*THE RECORDS:*
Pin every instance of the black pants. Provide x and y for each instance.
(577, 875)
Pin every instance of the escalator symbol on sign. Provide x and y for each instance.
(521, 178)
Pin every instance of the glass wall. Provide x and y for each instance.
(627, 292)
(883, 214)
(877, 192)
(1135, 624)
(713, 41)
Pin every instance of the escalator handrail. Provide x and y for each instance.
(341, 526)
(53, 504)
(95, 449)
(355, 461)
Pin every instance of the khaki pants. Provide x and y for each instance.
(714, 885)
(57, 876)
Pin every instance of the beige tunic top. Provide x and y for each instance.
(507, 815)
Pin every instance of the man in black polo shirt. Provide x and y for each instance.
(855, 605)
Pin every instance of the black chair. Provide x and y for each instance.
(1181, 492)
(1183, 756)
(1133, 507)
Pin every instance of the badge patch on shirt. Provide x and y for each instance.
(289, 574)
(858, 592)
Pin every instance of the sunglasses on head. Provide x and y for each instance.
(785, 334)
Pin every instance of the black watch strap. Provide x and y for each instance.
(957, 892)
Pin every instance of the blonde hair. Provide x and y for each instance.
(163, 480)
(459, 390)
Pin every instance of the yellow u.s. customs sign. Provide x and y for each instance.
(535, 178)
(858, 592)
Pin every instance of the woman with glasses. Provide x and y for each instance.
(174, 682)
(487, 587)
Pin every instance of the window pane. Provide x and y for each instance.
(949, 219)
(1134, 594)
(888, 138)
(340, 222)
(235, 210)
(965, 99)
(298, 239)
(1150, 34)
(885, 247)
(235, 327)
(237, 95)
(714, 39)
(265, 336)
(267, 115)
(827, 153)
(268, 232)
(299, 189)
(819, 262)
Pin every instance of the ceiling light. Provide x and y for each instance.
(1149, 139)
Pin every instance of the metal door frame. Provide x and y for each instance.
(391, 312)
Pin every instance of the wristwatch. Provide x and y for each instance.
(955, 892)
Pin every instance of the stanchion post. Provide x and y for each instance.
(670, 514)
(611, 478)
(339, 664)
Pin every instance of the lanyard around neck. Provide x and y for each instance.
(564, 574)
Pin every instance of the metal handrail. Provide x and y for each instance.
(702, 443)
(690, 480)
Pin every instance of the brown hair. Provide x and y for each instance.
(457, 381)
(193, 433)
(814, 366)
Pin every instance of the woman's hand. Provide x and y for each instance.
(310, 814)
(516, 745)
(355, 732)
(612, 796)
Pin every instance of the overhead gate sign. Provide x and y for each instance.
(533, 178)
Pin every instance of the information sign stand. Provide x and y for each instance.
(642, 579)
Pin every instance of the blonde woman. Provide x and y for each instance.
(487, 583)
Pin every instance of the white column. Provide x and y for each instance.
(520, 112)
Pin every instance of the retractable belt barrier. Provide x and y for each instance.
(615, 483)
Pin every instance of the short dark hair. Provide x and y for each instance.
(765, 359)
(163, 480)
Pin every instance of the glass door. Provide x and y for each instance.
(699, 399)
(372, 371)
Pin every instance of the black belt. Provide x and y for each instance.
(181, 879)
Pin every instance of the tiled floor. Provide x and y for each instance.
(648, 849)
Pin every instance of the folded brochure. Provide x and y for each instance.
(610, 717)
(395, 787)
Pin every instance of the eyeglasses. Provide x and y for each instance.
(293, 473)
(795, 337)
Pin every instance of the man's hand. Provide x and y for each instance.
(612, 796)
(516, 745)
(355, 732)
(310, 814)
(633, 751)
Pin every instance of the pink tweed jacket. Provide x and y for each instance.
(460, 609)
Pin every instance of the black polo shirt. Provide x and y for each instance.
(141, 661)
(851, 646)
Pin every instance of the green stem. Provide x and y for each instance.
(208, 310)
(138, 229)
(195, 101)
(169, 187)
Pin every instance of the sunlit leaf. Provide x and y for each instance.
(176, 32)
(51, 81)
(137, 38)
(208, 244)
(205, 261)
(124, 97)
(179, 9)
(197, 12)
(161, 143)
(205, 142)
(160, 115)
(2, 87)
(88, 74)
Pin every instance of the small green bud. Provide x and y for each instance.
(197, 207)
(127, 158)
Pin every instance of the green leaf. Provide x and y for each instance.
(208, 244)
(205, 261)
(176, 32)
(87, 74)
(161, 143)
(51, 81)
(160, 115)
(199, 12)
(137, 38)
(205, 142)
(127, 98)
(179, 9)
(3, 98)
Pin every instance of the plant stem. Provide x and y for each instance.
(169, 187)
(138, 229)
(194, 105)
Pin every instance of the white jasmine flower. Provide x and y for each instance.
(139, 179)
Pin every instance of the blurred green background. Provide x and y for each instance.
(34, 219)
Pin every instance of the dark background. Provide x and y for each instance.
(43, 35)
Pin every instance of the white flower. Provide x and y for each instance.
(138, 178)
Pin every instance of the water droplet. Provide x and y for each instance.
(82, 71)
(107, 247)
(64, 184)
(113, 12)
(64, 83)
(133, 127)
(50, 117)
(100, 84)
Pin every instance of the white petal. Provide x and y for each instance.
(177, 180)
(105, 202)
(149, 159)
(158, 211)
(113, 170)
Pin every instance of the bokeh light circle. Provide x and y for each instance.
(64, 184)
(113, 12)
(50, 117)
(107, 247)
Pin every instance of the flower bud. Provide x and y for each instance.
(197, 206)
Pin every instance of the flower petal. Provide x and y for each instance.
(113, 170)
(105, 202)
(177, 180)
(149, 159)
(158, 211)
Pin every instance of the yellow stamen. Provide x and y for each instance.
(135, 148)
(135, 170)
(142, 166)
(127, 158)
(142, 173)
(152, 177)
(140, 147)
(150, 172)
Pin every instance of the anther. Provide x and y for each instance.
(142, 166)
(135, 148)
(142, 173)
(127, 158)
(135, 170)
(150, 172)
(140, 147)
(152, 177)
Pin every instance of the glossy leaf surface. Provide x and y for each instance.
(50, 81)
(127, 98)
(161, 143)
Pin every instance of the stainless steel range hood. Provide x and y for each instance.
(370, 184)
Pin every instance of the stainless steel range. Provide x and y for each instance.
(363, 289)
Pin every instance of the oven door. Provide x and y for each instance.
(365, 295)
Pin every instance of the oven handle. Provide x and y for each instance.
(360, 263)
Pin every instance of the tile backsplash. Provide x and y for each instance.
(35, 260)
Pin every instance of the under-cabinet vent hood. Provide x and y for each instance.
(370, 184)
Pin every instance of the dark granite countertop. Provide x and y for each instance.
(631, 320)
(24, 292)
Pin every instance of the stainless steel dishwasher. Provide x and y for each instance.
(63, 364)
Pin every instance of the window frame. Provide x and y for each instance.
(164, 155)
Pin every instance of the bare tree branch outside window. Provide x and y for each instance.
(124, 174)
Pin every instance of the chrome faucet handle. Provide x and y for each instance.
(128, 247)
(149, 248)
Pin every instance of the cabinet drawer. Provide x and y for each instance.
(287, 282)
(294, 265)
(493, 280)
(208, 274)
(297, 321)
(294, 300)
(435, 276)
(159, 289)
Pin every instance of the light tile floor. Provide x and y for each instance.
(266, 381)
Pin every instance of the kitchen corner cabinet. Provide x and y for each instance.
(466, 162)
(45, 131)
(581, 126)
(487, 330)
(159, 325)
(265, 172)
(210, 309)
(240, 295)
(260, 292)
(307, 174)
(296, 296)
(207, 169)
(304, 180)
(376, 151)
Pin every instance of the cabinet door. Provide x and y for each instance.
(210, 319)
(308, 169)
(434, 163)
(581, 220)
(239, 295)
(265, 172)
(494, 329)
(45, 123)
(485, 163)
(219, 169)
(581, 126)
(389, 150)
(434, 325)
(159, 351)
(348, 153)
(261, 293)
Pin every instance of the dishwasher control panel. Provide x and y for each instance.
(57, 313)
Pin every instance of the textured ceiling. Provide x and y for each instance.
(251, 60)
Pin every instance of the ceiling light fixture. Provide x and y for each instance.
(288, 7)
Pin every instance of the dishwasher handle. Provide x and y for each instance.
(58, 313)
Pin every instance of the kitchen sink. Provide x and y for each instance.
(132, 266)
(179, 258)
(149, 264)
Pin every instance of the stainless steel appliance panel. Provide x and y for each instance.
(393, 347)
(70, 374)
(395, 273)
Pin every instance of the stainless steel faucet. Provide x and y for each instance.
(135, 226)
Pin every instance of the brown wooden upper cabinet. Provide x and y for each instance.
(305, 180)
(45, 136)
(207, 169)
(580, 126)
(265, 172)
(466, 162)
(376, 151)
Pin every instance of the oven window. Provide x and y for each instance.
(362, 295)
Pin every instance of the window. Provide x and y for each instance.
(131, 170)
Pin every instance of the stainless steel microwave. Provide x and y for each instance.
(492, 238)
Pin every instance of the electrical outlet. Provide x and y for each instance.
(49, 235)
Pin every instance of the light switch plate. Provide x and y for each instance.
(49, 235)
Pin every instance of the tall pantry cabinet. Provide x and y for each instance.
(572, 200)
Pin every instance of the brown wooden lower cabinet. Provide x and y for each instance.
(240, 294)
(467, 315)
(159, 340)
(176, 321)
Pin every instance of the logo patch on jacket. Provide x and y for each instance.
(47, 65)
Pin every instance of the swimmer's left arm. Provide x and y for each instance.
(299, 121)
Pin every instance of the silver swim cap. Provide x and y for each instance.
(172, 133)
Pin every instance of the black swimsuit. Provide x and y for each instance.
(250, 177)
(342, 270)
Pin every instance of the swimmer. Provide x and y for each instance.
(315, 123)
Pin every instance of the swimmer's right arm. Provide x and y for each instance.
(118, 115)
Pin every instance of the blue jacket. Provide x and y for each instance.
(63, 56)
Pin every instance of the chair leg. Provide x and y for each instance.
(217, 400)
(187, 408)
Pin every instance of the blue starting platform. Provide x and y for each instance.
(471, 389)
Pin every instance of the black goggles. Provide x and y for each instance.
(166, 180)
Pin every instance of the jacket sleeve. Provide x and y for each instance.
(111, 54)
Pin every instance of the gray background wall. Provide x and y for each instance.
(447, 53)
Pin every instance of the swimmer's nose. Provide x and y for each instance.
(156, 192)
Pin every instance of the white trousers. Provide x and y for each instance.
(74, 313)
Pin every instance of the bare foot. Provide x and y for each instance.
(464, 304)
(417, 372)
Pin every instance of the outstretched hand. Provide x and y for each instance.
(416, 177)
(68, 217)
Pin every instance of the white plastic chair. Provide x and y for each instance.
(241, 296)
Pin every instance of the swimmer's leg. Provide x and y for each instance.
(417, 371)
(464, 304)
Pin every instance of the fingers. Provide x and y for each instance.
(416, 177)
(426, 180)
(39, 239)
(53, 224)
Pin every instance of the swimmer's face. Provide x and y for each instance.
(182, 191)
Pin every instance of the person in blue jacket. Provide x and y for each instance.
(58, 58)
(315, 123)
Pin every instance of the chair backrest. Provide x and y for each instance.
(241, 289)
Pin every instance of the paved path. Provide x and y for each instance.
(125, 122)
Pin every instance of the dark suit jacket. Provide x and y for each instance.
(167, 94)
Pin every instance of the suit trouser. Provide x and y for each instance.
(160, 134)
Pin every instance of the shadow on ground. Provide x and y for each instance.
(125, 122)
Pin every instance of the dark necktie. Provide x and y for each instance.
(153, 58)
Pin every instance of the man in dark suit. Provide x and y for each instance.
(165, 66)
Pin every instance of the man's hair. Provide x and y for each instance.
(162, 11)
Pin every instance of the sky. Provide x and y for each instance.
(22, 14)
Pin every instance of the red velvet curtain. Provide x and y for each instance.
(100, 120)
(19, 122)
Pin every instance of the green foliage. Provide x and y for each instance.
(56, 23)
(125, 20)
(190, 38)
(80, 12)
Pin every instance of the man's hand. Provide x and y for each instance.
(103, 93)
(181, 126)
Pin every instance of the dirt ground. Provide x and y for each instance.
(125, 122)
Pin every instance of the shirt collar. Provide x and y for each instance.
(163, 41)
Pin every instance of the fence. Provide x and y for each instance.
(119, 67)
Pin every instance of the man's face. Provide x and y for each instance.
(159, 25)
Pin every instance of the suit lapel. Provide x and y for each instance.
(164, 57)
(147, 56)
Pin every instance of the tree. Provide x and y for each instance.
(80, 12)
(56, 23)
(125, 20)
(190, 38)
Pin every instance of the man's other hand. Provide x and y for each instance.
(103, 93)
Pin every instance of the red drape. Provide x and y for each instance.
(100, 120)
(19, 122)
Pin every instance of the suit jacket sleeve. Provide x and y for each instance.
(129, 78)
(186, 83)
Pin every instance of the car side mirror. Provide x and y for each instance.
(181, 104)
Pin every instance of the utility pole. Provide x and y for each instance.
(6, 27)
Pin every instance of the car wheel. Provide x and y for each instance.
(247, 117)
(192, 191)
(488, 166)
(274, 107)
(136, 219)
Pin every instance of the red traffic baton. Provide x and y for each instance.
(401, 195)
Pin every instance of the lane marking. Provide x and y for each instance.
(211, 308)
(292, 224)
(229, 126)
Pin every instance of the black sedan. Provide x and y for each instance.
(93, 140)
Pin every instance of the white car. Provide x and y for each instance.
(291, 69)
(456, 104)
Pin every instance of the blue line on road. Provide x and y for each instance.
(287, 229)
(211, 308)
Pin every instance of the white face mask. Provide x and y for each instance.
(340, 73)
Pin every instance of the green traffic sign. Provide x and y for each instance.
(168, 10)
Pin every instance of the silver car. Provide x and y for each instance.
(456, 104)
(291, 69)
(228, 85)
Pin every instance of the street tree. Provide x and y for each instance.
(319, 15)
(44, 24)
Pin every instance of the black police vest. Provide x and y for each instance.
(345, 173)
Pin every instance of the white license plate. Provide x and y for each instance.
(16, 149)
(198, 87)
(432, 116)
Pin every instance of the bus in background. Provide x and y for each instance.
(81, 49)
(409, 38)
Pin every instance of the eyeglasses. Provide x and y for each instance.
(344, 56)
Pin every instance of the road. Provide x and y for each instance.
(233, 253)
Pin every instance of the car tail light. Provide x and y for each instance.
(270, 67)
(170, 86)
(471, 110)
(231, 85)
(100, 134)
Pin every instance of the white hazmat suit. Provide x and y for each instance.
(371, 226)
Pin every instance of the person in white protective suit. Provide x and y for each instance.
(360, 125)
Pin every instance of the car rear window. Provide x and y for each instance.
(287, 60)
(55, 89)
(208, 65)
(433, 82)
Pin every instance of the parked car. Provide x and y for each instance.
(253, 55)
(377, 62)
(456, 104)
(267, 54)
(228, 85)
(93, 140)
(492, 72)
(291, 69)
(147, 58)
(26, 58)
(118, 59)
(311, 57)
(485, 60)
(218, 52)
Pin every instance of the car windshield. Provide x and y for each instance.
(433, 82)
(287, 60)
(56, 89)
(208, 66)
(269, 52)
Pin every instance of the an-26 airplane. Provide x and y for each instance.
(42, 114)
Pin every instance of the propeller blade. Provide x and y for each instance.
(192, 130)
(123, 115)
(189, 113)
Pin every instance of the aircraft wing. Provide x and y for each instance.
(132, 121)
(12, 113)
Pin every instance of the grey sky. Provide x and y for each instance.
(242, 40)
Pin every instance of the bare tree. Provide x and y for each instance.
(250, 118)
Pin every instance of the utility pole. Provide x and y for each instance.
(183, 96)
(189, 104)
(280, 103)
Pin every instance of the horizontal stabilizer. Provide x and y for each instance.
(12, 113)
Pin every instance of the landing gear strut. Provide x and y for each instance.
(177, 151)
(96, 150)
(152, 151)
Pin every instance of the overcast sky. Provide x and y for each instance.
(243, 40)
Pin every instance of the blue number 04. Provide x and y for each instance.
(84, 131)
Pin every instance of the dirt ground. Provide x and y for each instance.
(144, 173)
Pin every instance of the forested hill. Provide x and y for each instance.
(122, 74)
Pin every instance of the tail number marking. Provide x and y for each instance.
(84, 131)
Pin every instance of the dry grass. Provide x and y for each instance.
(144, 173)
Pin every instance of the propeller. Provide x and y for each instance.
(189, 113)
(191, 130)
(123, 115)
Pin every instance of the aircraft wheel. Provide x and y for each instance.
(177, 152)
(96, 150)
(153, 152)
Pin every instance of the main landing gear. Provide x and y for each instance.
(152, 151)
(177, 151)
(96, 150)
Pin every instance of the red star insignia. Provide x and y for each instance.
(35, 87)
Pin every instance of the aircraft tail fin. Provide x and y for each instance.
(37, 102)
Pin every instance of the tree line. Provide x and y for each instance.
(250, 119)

*AIM:*
Reproduce only the lines running from the one that contains "Pin every instance of the parked" to the last line of the records.

*FULL ANSWER:*
Pin every instance of the parked car. Provide x and y for each instance.
(253, 55)
(377, 62)
(456, 104)
(267, 54)
(228, 85)
(93, 140)
(492, 72)
(291, 69)
(147, 58)
(26, 58)
(118, 59)
(311, 57)
(485, 60)
(218, 52)
Pin every instance of the car windshield. Provide x and y for each instance.
(433, 82)
(287, 60)
(56, 89)
(208, 66)
(269, 52)
Pin every instance of the an-26 airplane. Provide x and y for each instance.
(42, 114)
Pin every instance of the propeller blade. Provide x and y for each instance.
(192, 130)
(123, 115)
(189, 113)
Pin every instance of the aircraft wing. Provide x and y for each instance.
(132, 121)
(12, 113)
Pin every instance of the grey sky. Provide x and y for each instance.
(242, 40)
Pin every instance of the bare tree. Provide x and y for each instance.
(250, 118)
Pin every instance of the utility pole. Provide x and y for each instance.
(183, 96)
(189, 104)
(280, 103)
Pin every instance of the horizontal stabilizer. Provide x and y for each instance.
(12, 113)
Pin every instance of the landing gear strut. Provide x and y for each instance.
(177, 151)
(96, 150)
(152, 151)
Pin every instance of the overcast sky. Provide x and y for each instance.
(243, 40)
Pin every instance of the blue number 04. Provide x and y for each instance.
(84, 131)
Pin every instance of the dirt ground. Provide x and y for each instance.
(144, 173)
Pin every instance of the forested hill. Provide x and y for each instance.
(122, 74)
Pin every instance of the tail number marking. Provide x and y for each instance.
(84, 131)
Pin every instance of the dry grass. Provide x and y for each instance.
(144, 173)
Pin every instance of the propeller. Provide x and y for each instance.
(189, 113)
(191, 130)
(123, 115)
Pin every instance of the aircraft wheel. Provide x and y for each instance.
(177, 152)
(96, 150)
(153, 152)
Pin every instance of the main landing gear. Provide x and y for each instance.
(152, 151)
(177, 151)
(96, 150)
Pin every instance of the red star insignia. Provide x and y for each instance.
(35, 87)
Pin every instance of the aircraft tail fin. Provide x and y for each instance.
(37, 102)
Pin every instance of the tree line. Provide x and y for each instance.
(250, 119)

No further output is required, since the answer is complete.